→ Exercise aim
Reproduce the following listing word for word, leaving out the pictures.

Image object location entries
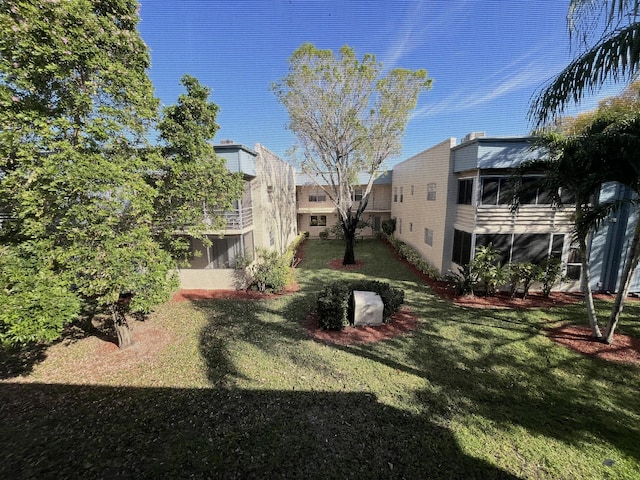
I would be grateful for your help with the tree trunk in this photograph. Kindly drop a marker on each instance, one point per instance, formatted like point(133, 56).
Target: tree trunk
point(625, 283)
point(125, 337)
point(349, 245)
point(586, 288)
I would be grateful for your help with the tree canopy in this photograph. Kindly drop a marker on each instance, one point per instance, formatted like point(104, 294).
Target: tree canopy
point(88, 203)
point(608, 34)
point(349, 117)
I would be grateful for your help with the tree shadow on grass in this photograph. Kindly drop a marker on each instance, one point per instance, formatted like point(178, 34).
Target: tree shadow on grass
point(506, 371)
point(64, 431)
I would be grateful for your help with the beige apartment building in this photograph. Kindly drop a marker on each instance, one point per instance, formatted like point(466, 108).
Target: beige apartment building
point(446, 200)
point(424, 189)
point(316, 212)
point(265, 217)
point(452, 198)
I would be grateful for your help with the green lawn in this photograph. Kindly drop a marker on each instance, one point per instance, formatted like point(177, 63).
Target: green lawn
point(240, 391)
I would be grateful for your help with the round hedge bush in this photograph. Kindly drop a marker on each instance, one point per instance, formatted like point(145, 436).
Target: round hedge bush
point(335, 309)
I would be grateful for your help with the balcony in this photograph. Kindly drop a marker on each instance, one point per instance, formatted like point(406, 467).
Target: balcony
point(237, 219)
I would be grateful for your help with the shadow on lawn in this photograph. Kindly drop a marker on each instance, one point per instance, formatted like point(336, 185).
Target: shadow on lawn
point(102, 432)
point(518, 379)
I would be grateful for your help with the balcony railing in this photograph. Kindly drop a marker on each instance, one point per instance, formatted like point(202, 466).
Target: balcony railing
point(237, 219)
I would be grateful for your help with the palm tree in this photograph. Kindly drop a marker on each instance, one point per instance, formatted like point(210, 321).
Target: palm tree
point(607, 150)
point(568, 178)
point(615, 55)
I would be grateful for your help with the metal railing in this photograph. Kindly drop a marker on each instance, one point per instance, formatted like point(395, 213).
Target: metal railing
point(236, 219)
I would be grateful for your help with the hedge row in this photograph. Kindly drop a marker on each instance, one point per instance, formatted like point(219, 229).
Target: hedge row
point(334, 305)
point(272, 271)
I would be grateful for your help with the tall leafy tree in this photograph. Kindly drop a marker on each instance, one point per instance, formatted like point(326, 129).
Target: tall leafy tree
point(608, 34)
point(193, 184)
point(349, 117)
point(76, 105)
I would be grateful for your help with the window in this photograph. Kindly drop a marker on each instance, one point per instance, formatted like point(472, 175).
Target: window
point(497, 191)
point(465, 191)
point(317, 197)
point(431, 192)
point(461, 247)
point(428, 236)
point(318, 221)
point(500, 242)
point(574, 263)
point(530, 247)
point(521, 248)
point(500, 191)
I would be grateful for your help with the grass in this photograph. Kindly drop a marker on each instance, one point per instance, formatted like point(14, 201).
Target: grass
point(242, 392)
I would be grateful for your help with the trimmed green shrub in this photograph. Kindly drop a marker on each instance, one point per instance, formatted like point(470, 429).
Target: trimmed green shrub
point(412, 256)
point(490, 273)
point(334, 306)
point(272, 271)
point(463, 281)
point(523, 274)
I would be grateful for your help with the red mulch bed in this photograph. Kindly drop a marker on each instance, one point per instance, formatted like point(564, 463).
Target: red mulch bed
point(625, 349)
point(401, 322)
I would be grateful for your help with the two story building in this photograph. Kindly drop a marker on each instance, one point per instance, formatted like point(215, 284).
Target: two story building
point(316, 212)
point(452, 198)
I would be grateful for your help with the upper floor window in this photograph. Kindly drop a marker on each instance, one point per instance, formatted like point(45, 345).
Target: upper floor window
point(318, 221)
point(431, 191)
point(500, 191)
point(461, 247)
point(428, 236)
point(317, 197)
point(465, 191)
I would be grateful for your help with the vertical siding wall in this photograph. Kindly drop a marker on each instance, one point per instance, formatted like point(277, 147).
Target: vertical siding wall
point(274, 201)
point(379, 205)
point(414, 177)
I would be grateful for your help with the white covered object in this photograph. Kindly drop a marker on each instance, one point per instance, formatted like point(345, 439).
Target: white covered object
point(368, 308)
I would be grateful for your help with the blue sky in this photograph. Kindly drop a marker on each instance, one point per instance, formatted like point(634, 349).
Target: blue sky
point(486, 58)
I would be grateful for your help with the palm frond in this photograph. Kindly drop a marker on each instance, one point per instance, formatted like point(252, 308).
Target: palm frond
point(616, 57)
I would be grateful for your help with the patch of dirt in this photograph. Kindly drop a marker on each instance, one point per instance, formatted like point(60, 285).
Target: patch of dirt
point(625, 349)
point(401, 322)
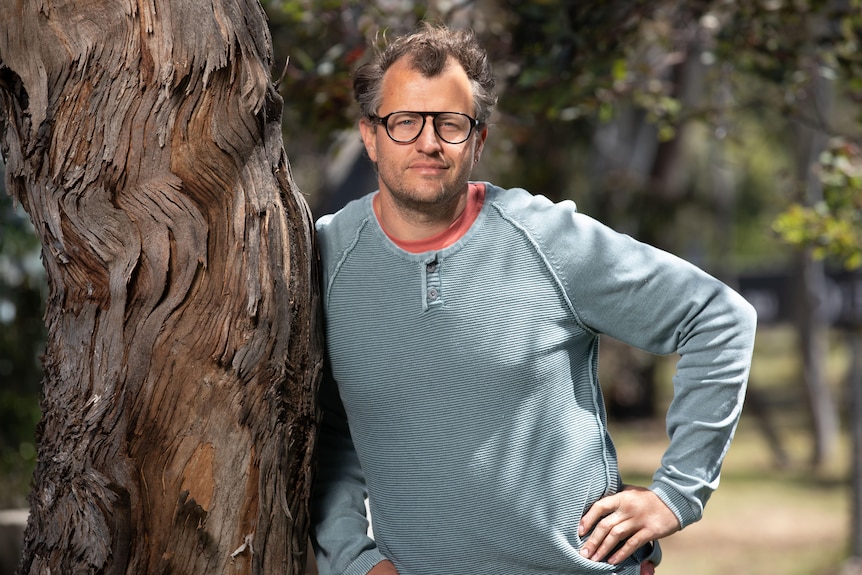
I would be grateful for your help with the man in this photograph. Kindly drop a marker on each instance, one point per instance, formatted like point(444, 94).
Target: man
point(462, 336)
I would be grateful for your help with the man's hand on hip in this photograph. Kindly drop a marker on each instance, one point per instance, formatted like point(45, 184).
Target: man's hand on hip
point(635, 516)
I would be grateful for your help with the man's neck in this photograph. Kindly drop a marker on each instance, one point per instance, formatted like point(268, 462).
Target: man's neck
point(419, 222)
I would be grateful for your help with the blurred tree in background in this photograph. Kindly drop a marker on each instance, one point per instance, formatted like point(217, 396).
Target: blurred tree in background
point(22, 335)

→ Finished task
I would be grateful for your help with the tree trunk in this photograph. Kindly drop a marker on each instance, one point per instance, formatted like point(133, 56).
Target: tree trunk
point(625, 283)
point(125, 337)
point(349, 245)
point(586, 288)
I would be grateful for your help with the tree canopy in this photograph. Kindly drop a marker on each instance, one point per instance, formatted like point(104, 294).
Target: tree canopy
point(88, 203)
point(608, 34)
point(349, 117)
I would be grateful for your help with the tree shadow on grass in this photograph. Kindly drop a marker on each instance, one point per instance, formatted like point(178, 34).
Target: tree shadow on grass
point(506, 371)
point(64, 431)
I would be grateful for your help with the beige apartment building in this photograph. Kindly drop a marker on each instance, one point per instance, formatted like point(466, 108).
Target: beige apartment building
point(446, 200)
point(424, 189)
point(316, 212)
point(265, 217)
point(452, 198)
I would be grateful for your help with the green lawn in this photograph. Kindly drop a marker on each instance, one point per instance, formatted like point(177, 63).
Target: green lawn
point(240, 391)
I would be grateful for your help with the round hedge bush in this photograph. Kindly drop a marker on each instance, one point per instance, formatted like point(145, 436).
Target: round hedge bush
point(335, 309)
I would be grateful for your help with the balcony in this photograph. Kindly drop a marker on each instance, one point per instance, formatted like point(406, 467).
Target: balcony
point(237, 219)
I would be grateful for your help with the shadow on lawn in this photograph. Kindly drop a marker on each instance, one point per instance, formatted like point(336, 185).
Target: shadow on lawn
point(102, 432)
point(518, 379)
I would be grateful for your help with the balcony railing in this photograph. Kindly drop a marker on each instance, one point per instance, formatted like point(202, 466).
Target: balcony railing
point(237, 219)
I would be grateful for your help with the palm tree in this photograph. Kindly drop a marker on each instance, one point per instance, formatted like point(210, 321).
Target: palm tree
point(607, 150)
point(568, 178)
point(615, 55)
I would be grateful for your help with the metal railing in this photograph. Kindly drop a marker on each instance, one point per instance, formatted like point(395, 213).
Target: metal railing
point(236, 219)
I would be grateful for your help with the hedge row in this photograph. Kindly drop a marker on each instance, one point per instance, formatted like point(219, 229).
Target: hedge row
point(334, 305)
point(272, 271)
I would be grateful for your help with the tall leafy tree in this photograph. Kindly drop a marker on each instance, one point per instance, formatted like point(326, 129).
Target: tall leafy tree
point(608, 34)
point(193, 184)
point(349, 117)
point(76, 105)
I would be grateful for your help with the window in this photograph. Kindly drop a marker on each instance, one point per instance, formatted like point(472, 175).
Target: window
point(497, 191)
point(465, 191)
point(317, 197)
point(431, 192)
point(461, 247)
point(428, 236)
point(318, 221)
point(500, 242)
point(574, 263)
point(530, 247)
point(521, 248)
point(500, 191)
I would be grateful for your help with the grass in this photograph. Kindly drop a marker on each instance, one point per instance, formatted like point(14, 201).
Target: grass
point(242, 392)
I would be grateful for your help with the trimmed green shrub in this photograph. Kindly drop a marker on each instance, one point per instance, formatted like point(470, 429).
Target: trimmed green shrub
point(412, 256)
point(490, 273)
point(334, 306)
point(272, 271)
point(463, 281)
point(523, 274)
I would be grateful for your help with the red mulch bed in this photograph. Kindly drop a marker on each instance, one point per instance, formatted like point(564, 463).
Target: red mulch bed
point(625, 349)
point(401, 322)
I would be grateful for your help with the two story building in this photograph. Kindly drop a marker on each instance, one point per instance, formatted like point(215, 284).
Target: two story building
point(316, 212)
point(452, 198)
I would be grateful for your help with the upper floor window in this photograph. Kindly drop a marker on each instance, one point per instance, formatted like point(45, 345).
Target: upper floor window
point(318, 221)
point(431, 191)
point(500, 191)
point(461, 247)
point(428, 236)
point(317, 197)
point(465, 191)
I would be grateful for your help with the vertical siding wall in this photograph. Kindly drop a marker on each instance, one point per instance, formatted like point(277, 147).
Target: vertical siding wall
point(274, 201)
point(379, 205)
point(414, 177)
I would be grateful for your help with the white covered object in this photograph. Kindly drop a marker on each instance, one point per instance, formatted like point(345, 439).
Target: white covered object
point(368, 308)
I would be grateful for your help with the blue sky in this photograph. Kindly drop a marker on each instance, one point per instance, formatted like point(634, 349).
Target: blue sky
point(486, 58)
I would be grateful for your help with the palm frond in this photograph. Kindly drop a marker on each instance, one point per instance, formatted like point(252, 308).
Target: palm frond
point(616, 57)
I would be grateful for your help with the patch of dirt in this photograph. Kindly drop a marker on each instance, one point per instance, formatted like point(60, 285).
Target: patch of dirt
point(625, 349)
point(401, 322)
I would be grateful for your help with the man in this photograph. Kindly drop a marker on each instance, one point per instance, formatted like point(444, 94).
Target: man
point(462, 336)
I would be grateful for your help with the man's hand on hip in this photograph. Kindly drop a marker on each instance, one point per instance, formatted like point(45, 184).
Target: man's hand on hip
point(635, 516)
I would be grateful for your help with the man's neck in this photograph. Kindly drop a marker on each instance, one point per instance, formatted like point(268, 462).
Target: man's neck
point(419, 222)
I would be grateful for your help with the blurred tree in background in this photograph. Kindly drop a marker on each instance, one point per instance, formatted like point(217, 396).
Target: blurred tree in background
point(22, 335)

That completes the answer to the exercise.